Work to be completed -> Exactly the lines from the one containing "Indicate the faucet" through the final line of the listing are to be retyped, and nothing more.

++++ Stored records

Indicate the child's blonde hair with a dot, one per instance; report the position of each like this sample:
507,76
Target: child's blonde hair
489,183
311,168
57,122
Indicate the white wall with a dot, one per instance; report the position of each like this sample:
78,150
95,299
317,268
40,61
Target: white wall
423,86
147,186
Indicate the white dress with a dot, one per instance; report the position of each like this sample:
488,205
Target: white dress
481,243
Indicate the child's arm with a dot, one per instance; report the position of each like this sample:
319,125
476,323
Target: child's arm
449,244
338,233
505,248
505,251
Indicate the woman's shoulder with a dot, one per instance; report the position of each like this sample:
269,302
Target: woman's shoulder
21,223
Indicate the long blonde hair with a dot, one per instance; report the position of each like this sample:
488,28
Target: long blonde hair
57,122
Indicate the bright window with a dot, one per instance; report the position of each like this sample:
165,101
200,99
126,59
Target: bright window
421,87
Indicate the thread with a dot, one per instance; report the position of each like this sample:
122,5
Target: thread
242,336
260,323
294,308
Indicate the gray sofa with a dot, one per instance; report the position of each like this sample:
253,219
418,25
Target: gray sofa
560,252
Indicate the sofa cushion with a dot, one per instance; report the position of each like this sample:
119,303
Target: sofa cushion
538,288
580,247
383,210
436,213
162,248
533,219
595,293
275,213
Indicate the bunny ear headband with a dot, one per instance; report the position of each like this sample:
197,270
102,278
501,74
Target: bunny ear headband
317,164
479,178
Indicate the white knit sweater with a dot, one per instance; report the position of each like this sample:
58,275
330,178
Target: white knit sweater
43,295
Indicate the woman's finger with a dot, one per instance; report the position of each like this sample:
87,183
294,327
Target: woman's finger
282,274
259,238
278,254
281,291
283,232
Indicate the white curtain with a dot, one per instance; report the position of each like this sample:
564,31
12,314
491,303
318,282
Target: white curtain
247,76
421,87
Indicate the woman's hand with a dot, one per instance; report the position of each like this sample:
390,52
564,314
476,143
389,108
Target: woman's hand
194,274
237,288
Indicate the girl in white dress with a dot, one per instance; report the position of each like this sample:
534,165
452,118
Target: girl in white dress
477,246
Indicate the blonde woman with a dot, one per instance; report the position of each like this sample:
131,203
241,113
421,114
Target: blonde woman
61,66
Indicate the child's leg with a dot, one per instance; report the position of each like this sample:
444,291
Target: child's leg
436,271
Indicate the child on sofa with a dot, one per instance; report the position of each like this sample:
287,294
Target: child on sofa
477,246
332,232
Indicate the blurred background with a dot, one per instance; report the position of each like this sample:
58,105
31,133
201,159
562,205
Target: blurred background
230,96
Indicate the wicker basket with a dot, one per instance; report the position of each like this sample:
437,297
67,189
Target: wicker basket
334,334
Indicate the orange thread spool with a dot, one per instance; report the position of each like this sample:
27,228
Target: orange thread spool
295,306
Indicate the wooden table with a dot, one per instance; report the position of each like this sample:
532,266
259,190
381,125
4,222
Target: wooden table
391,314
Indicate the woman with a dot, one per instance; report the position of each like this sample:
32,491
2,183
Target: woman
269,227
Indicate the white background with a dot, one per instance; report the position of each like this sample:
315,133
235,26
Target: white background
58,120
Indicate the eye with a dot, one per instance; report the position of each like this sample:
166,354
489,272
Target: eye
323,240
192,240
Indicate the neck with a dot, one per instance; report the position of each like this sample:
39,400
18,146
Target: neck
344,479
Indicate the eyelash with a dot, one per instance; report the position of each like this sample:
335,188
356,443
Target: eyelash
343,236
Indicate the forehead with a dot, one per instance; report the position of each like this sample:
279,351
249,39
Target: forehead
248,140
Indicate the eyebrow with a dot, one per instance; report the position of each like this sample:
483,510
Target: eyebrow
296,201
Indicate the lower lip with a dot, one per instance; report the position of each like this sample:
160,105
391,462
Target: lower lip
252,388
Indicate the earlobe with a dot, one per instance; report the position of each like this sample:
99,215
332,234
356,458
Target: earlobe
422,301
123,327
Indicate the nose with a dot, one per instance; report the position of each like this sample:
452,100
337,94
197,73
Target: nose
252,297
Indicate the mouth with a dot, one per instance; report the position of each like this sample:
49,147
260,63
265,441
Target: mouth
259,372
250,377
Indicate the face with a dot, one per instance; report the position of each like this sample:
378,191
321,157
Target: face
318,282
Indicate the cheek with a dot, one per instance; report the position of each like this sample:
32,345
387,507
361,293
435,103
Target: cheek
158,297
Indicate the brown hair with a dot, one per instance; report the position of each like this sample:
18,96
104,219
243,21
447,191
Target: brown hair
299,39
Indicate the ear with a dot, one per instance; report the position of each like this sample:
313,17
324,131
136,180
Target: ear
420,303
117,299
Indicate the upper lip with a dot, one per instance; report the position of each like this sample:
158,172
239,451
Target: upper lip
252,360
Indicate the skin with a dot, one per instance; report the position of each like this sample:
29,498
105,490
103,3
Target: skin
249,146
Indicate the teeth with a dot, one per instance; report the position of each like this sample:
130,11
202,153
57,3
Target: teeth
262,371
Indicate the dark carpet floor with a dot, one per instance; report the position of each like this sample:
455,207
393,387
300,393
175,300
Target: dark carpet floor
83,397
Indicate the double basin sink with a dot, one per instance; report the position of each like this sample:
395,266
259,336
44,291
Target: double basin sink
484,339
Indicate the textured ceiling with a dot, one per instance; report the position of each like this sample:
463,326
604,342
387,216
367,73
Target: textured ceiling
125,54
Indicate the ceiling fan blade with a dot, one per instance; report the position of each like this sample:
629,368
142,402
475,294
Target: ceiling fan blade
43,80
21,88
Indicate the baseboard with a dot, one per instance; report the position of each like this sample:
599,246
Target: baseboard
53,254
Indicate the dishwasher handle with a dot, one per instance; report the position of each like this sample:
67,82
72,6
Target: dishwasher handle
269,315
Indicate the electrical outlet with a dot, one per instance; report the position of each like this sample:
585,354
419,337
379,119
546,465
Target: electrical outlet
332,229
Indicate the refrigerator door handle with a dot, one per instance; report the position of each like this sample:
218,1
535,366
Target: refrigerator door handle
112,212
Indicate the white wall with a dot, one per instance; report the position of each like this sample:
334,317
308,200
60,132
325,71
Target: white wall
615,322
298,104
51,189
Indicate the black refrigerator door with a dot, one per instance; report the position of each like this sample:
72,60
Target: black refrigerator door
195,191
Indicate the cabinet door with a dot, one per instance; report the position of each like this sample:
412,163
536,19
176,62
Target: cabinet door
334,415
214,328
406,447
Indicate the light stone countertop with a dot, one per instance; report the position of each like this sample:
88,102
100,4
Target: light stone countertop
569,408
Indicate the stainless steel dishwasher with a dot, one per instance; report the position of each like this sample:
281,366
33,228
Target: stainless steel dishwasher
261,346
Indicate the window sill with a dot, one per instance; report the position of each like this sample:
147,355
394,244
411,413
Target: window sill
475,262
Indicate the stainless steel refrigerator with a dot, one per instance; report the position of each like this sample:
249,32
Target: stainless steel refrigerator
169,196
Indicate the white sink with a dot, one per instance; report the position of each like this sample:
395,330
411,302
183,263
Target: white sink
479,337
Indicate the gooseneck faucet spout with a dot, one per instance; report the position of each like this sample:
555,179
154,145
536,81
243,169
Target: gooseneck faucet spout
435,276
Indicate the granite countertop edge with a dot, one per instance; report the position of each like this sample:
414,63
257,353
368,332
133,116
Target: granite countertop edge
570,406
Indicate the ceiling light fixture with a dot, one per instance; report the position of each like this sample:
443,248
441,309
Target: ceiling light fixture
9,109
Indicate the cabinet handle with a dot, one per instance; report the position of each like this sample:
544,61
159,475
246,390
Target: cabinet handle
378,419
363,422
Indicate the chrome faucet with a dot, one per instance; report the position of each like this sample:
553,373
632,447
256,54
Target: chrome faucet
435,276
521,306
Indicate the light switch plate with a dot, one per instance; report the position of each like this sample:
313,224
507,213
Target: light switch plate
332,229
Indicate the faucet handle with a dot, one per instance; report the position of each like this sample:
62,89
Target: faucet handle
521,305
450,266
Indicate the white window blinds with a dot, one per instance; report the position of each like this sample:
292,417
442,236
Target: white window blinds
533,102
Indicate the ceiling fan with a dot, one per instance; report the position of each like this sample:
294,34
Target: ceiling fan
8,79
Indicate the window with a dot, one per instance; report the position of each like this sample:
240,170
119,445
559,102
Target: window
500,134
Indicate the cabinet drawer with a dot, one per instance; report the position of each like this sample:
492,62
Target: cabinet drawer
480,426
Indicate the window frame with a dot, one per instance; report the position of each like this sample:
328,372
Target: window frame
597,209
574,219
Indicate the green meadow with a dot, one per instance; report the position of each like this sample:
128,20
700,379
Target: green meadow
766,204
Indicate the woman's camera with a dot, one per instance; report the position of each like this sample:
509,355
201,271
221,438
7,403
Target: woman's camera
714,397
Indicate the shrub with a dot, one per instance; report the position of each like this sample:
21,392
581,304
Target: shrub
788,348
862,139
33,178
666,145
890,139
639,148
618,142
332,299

++++++++

Result for this task ->
Indicate the faucet handle with a dot, one per instance; report the position of each like this sample:
62,89
Target: faucet handle
521,305
450,266
Indicate the white window blinds with a dot, one per instance; report the position of each like this sample:
292,417
442,236
Target: white window blinds
533,102
Indicate the ceiling fan with a dot, one per instance; report the position of each like this sample:
294,34
Target: ceiling fan
8,79
Indicate the window with a dot, one per instance; report the position of each like this sample:
240,170
119,445
559,102
Target: window
500,134
Indicate the cabinet drawer with a dot, one per instance; report the position of each like this sample:
492,62
Target: cabinet drawer
480,426
Indicate the window frame with a dot, one per instance; report the position of each like this sample:
328,372
Target: window frame
597,209
574,219
Indicate the green meadow with a dot, one per instance; report the position of each like this sample:
128,20
700,379
Target: green meadow
766,204
Indicate the woman's camera with a dot, one per instance; report the position of each like this sample:
509,355
201,271
221,438
7,403
Target: woman's camera
714,397
Indicate the shrub with a dot, one per instance; report the position of each like this sample:
21,392
581,304
Target: shrub
788,348
862,139
33,178
666,145
890,139
639,148
618,142
332,299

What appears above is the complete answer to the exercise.